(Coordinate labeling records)
____________________
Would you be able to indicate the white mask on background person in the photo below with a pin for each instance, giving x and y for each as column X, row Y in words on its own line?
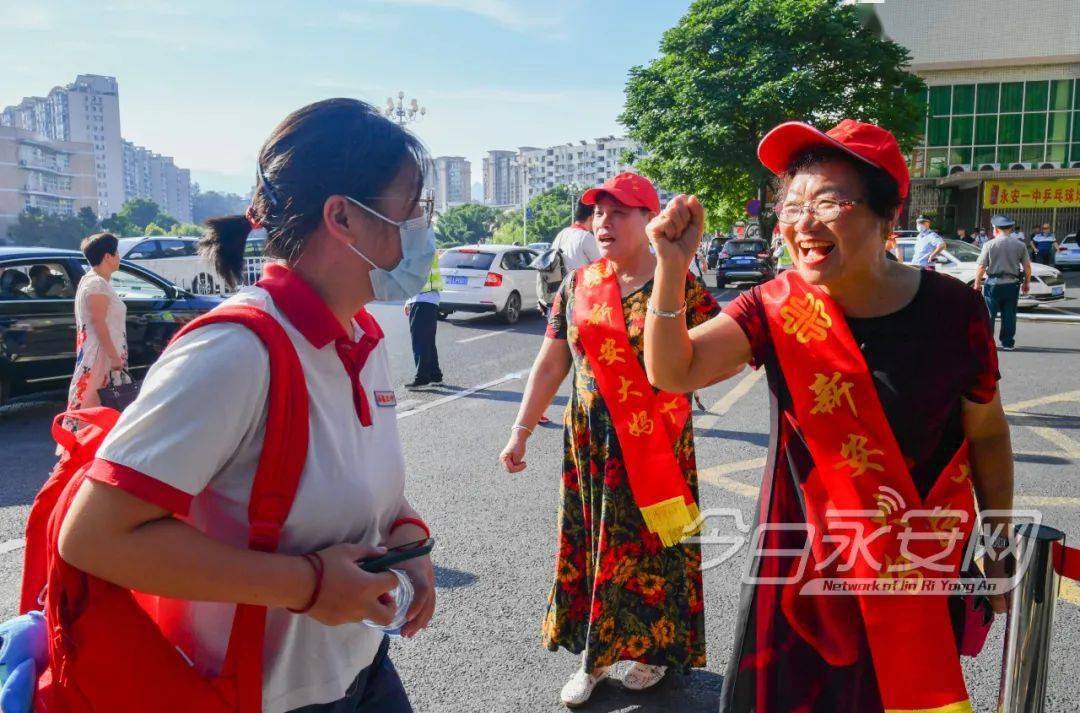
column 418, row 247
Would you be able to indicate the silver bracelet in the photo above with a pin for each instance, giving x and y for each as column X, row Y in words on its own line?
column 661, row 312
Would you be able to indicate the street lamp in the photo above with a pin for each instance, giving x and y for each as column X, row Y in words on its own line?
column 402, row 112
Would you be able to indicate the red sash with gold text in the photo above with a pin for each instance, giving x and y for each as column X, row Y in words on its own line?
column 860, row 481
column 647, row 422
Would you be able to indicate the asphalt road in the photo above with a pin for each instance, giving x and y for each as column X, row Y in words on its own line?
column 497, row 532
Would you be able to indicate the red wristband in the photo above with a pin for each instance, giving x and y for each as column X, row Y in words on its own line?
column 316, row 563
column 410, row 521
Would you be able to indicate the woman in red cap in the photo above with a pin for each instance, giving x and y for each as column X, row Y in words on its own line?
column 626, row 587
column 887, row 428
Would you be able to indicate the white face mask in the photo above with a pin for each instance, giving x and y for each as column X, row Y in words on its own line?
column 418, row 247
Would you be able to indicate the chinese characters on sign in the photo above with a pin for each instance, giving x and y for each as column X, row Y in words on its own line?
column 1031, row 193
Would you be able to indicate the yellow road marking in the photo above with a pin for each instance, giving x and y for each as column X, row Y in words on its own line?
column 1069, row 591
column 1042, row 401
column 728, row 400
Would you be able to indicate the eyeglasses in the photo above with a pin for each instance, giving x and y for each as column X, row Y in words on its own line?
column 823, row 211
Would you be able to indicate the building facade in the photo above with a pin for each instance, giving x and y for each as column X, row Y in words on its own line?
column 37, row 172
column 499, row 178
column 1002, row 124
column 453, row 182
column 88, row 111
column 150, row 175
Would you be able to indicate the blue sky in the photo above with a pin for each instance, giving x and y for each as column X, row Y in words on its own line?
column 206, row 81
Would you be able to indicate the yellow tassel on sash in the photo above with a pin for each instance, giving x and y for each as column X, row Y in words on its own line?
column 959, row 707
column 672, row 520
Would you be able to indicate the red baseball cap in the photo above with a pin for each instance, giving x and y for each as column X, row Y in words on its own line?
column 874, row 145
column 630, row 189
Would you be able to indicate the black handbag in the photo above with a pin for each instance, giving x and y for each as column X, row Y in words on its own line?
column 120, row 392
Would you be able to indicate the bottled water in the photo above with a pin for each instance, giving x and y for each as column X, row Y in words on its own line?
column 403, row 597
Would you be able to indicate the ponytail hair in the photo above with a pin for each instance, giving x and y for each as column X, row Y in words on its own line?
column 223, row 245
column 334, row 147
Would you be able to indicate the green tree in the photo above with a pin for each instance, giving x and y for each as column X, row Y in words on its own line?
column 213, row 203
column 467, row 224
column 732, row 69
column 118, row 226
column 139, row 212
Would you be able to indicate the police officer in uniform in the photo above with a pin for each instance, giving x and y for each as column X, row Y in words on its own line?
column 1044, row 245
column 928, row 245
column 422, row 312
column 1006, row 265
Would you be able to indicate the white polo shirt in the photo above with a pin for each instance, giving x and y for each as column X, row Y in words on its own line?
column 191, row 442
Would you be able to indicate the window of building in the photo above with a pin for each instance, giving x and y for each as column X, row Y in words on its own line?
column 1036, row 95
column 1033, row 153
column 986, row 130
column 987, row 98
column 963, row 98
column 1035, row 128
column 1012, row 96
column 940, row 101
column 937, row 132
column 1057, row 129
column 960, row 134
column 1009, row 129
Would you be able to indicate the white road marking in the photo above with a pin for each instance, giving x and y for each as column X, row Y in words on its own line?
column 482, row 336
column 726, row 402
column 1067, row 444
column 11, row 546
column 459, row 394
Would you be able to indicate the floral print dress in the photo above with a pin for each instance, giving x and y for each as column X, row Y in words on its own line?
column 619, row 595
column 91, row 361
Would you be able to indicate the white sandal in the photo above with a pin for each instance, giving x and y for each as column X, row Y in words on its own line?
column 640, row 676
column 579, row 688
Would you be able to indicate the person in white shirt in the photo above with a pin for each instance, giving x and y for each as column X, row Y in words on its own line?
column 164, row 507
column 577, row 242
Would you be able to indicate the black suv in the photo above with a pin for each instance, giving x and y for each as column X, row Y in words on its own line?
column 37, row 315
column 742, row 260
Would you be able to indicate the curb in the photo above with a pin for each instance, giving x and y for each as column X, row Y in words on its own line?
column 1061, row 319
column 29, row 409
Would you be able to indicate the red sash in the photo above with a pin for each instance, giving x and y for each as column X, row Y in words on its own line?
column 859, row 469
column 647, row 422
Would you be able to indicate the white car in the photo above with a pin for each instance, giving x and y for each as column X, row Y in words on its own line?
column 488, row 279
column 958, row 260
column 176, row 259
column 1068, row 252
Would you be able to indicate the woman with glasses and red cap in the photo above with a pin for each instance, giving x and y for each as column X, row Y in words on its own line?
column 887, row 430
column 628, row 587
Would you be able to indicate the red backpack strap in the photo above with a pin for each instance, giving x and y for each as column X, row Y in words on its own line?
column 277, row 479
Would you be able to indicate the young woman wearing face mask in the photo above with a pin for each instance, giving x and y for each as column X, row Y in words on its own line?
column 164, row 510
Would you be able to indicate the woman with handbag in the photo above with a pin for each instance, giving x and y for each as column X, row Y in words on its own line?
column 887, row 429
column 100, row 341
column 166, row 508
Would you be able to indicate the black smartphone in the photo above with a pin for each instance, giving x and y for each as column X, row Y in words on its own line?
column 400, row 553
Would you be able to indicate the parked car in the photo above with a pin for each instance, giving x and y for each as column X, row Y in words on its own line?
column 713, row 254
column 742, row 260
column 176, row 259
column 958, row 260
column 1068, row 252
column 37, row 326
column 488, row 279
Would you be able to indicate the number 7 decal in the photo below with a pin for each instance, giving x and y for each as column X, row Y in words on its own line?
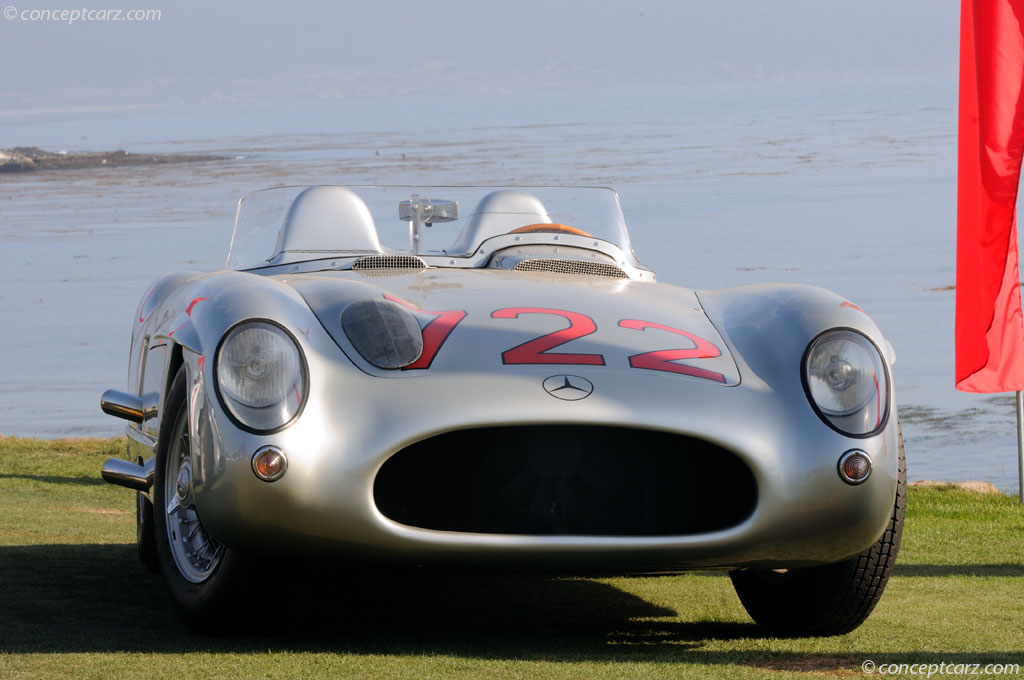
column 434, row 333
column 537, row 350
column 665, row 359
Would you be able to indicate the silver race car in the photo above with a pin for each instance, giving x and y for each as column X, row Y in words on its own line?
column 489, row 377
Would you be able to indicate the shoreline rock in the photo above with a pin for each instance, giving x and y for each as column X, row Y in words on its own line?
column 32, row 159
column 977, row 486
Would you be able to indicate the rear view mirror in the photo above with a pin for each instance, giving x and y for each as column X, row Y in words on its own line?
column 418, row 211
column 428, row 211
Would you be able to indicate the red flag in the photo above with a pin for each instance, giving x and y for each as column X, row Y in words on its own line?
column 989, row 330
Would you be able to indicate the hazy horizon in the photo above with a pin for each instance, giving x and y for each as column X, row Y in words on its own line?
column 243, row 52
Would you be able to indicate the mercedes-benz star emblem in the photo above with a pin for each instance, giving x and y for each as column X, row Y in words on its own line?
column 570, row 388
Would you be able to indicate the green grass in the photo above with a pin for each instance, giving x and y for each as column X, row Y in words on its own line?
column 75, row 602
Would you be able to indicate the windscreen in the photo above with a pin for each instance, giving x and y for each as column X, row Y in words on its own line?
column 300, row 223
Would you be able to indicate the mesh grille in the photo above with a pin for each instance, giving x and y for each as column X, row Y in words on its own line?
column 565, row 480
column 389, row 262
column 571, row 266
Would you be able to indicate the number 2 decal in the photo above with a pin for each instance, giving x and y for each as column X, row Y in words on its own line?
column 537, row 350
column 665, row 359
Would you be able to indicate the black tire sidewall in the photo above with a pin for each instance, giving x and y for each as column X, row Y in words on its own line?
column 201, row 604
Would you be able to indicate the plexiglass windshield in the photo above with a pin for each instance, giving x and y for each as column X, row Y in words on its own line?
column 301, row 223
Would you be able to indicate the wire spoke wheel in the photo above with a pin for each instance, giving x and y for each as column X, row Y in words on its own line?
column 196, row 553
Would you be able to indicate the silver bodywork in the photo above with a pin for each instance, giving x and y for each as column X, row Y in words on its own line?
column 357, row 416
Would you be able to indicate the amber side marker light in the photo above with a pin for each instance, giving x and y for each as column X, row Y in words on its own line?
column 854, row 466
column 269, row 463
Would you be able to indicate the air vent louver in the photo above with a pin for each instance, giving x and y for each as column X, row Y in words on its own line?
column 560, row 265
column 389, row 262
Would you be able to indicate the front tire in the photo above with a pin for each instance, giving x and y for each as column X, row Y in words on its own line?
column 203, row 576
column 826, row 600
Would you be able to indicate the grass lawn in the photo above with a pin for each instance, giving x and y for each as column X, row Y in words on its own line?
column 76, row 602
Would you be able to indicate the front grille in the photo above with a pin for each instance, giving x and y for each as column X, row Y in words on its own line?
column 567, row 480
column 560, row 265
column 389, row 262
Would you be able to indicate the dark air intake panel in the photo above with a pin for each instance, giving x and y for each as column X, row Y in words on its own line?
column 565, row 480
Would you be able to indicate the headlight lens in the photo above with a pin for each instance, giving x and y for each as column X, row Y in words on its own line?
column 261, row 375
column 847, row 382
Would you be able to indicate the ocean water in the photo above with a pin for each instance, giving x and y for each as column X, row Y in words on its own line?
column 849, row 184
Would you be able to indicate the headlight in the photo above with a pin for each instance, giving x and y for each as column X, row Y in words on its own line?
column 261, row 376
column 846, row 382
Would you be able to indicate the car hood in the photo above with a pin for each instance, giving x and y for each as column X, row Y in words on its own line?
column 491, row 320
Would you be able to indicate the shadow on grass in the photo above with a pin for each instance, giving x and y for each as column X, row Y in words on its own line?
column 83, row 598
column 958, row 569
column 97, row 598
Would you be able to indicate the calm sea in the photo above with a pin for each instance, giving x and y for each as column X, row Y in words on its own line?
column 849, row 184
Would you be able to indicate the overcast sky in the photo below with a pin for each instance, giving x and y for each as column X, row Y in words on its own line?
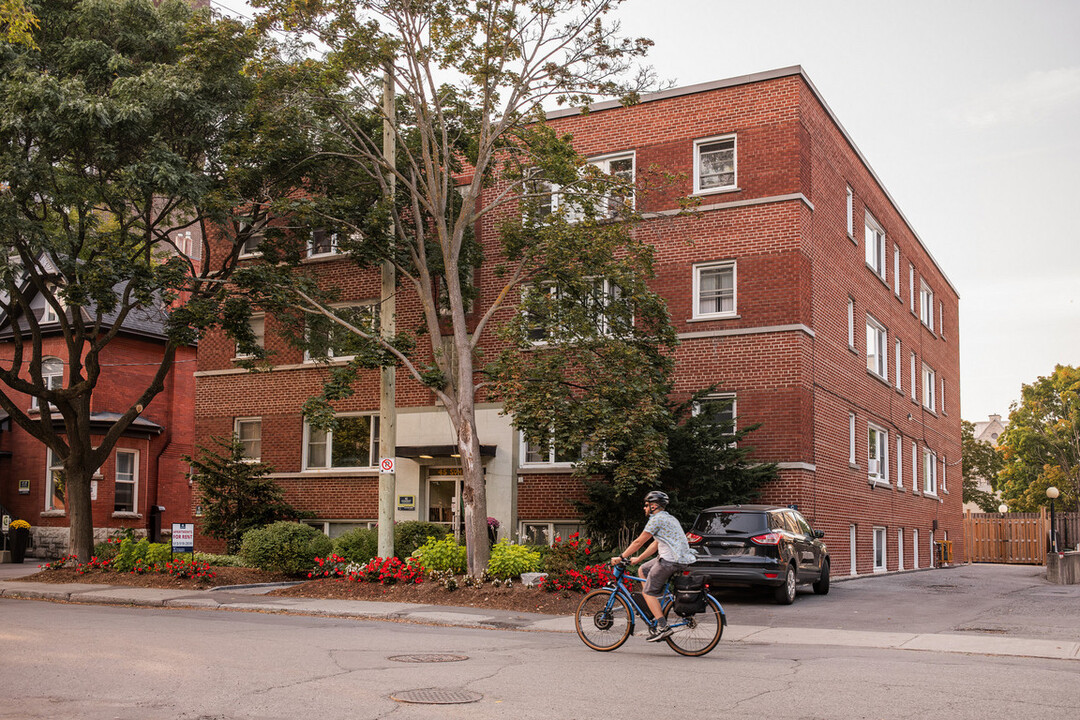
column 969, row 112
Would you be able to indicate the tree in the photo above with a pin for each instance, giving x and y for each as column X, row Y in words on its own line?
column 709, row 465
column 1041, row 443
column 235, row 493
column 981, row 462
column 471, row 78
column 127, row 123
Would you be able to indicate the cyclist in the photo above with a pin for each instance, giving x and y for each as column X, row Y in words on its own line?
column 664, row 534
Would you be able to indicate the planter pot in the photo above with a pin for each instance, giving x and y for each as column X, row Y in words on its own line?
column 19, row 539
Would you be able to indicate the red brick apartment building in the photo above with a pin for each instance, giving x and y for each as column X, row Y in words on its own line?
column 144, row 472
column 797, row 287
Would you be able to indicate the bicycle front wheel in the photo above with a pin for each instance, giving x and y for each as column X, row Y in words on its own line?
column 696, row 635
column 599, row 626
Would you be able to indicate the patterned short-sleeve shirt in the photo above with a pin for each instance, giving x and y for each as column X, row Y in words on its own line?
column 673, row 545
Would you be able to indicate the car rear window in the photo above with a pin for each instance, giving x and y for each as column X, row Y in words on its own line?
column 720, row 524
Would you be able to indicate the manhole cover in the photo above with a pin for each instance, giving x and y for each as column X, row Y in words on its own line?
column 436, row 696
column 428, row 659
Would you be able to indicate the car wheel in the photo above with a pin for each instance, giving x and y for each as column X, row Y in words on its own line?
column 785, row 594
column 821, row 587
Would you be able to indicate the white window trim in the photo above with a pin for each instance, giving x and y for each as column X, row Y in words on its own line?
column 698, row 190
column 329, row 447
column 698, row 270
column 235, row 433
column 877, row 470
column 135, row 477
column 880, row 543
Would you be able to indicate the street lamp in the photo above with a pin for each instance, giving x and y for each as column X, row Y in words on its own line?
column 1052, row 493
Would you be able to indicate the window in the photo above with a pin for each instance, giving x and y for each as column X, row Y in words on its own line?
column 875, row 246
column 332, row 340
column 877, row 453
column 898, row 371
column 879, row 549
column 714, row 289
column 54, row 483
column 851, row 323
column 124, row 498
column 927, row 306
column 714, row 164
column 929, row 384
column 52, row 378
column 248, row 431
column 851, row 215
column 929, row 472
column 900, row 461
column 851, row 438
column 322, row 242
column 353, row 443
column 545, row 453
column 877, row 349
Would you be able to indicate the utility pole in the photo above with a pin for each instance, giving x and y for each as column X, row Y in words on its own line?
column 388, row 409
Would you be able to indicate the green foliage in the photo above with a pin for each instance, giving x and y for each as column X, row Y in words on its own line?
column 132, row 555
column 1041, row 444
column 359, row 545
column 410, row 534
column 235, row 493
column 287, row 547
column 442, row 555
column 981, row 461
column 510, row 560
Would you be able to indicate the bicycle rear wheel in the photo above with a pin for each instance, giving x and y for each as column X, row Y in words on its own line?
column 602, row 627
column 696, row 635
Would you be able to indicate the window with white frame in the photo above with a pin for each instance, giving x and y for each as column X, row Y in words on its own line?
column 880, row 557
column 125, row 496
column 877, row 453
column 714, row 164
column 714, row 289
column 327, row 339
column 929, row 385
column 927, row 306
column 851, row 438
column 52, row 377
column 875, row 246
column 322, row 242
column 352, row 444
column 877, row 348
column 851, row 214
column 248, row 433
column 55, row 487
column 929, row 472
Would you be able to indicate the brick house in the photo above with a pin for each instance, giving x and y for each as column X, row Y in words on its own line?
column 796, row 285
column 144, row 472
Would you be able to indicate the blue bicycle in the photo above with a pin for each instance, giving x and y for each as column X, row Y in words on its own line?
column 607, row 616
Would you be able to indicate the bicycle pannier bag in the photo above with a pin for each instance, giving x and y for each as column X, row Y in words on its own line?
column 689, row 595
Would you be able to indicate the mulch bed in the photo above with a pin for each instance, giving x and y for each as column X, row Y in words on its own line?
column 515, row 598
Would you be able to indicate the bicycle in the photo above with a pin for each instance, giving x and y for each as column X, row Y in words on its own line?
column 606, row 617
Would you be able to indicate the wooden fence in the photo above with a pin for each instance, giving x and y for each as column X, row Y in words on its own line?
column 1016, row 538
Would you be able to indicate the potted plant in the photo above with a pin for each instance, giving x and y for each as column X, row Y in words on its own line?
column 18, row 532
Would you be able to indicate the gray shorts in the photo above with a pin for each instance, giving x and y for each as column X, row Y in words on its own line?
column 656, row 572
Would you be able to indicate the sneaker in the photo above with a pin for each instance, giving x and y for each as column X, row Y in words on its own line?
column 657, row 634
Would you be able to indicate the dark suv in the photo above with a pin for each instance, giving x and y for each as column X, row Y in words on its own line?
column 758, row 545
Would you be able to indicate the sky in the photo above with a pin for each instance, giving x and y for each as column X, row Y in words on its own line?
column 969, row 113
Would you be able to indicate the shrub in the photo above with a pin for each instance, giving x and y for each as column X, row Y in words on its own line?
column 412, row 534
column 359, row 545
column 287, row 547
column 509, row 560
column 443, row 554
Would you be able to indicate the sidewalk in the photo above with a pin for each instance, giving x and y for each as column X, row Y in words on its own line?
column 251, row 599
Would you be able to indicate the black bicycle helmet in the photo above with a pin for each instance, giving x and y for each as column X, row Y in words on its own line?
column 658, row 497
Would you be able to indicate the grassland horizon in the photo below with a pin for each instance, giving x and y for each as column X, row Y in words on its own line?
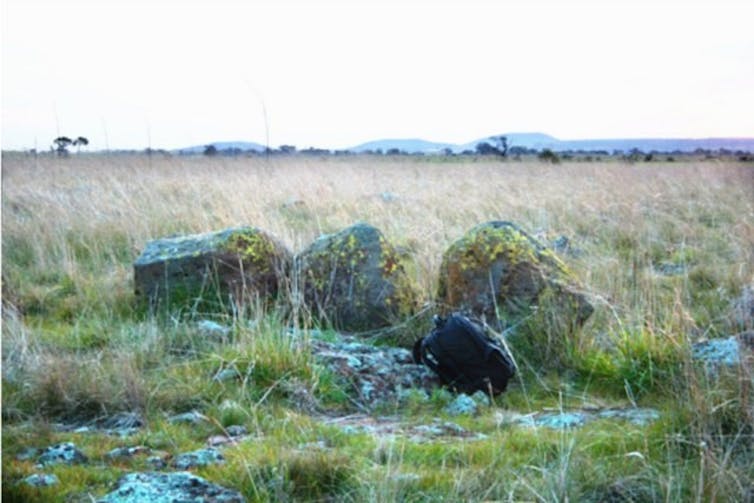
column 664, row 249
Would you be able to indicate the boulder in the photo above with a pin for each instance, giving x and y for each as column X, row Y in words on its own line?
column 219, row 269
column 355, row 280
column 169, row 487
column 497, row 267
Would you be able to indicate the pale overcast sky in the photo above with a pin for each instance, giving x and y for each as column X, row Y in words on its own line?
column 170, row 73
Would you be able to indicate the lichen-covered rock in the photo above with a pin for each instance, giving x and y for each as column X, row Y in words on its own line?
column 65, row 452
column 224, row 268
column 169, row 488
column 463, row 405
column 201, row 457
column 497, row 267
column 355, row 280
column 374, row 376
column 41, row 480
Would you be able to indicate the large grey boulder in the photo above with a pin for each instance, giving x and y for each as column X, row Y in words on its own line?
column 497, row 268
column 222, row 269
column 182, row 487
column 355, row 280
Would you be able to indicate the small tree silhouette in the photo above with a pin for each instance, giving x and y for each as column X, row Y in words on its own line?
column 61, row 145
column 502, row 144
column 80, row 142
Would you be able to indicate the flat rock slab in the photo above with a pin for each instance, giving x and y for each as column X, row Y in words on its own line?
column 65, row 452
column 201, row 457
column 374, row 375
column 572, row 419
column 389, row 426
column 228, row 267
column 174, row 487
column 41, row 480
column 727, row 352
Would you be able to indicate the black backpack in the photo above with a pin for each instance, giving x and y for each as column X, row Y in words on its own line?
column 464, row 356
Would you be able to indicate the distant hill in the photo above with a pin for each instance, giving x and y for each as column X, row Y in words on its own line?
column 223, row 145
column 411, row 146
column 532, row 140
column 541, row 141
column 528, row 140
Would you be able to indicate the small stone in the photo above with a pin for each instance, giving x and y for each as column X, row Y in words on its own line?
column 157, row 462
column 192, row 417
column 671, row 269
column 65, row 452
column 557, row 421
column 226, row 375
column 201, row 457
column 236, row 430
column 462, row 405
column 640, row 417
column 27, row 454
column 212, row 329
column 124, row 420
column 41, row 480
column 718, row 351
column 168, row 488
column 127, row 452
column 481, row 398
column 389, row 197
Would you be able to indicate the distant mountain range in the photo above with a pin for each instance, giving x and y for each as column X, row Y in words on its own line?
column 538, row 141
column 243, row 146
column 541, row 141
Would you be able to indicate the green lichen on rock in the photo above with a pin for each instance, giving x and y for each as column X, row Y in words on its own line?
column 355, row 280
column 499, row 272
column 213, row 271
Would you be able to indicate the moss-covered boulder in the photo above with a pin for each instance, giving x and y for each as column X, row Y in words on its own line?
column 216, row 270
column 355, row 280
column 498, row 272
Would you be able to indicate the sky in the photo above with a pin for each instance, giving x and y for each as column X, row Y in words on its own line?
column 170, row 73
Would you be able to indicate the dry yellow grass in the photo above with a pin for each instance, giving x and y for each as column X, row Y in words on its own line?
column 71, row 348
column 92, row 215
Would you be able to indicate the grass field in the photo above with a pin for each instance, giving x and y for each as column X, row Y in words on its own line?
____________________
Could you output the lines of the records starting with the line that contains "Would you be able to indicate the red brick" and going on through the line that contains "column 797, row 287", copied without any change?

Would you be able to indicate the red brick apartment building in the photo above with a pin for each instance, giving x and y for each as column X, row Y in words on its own line?
column 144, row 472
column 797, row 287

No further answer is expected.